I have been debating for several months whether to formally join the Solar Decathlon Team at MIT. For the past year, I have been a team consultant, but I finally bit the bullet and wrote my name on the dotted line as a bona fide member.
MIT is one of twenty universities competing this fall in the US Department of Energy’s Solar Decathlon Competition, which is organized though the National Renewable Energy Lab. The goal of this event is to successfully design, build, and operate the most attractive and energy-efficient solar-powered home among 20 competing schools. These solar houses must be islanded from the grid and perform numerous energy-guzzling tasks representative of modern domestic life using only energy collected from the sun over the span of a week. This competition represents an exciting proving ground for many sustainable living technologies and techniques.

- PROMPT
Summarize the text about joining the MIT Solar Decathlon Team in two sentences.

- PROVIDED MATERIAL
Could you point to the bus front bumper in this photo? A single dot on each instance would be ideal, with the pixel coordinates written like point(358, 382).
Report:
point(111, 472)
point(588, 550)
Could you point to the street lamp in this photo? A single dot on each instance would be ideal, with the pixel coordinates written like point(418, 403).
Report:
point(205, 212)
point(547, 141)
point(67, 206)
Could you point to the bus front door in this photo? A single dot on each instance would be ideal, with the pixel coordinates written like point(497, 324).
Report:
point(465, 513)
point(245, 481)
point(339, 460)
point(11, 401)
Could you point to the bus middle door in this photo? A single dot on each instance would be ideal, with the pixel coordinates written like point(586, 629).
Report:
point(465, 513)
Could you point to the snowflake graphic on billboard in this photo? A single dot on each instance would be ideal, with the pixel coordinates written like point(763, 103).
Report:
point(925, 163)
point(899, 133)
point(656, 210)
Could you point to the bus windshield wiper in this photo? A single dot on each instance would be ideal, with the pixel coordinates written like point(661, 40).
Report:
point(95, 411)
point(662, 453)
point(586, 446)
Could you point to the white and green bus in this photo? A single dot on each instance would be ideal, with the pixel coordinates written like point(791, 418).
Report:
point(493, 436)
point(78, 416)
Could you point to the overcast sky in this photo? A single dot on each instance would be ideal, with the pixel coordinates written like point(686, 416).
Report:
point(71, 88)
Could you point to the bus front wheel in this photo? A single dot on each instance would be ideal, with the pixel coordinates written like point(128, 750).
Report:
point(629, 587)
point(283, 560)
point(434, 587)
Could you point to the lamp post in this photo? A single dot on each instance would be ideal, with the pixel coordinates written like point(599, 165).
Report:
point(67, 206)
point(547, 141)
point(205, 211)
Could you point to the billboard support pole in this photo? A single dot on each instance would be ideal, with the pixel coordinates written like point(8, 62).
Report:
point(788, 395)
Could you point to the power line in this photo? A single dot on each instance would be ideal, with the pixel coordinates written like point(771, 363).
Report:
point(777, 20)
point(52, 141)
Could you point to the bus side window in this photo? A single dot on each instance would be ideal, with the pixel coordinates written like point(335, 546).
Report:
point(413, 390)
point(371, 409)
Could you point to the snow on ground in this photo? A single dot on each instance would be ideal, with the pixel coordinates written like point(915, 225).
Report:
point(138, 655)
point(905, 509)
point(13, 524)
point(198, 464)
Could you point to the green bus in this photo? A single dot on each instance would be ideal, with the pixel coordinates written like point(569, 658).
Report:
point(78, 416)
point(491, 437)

- ANSWER TO THIS TASK
After a year as a consultant, the writer formally joined MIT's Solar Decathlon Team, which is one of twenty universities competing this fall in the US Department of Energy's Solar Decathlon Competition. Each school aims to design, build, and operate the most attractive and energy-efficient solar-powered home, which must be islanded from the grid and handle everyday domestic tasks for a week using only energy collected from the sun.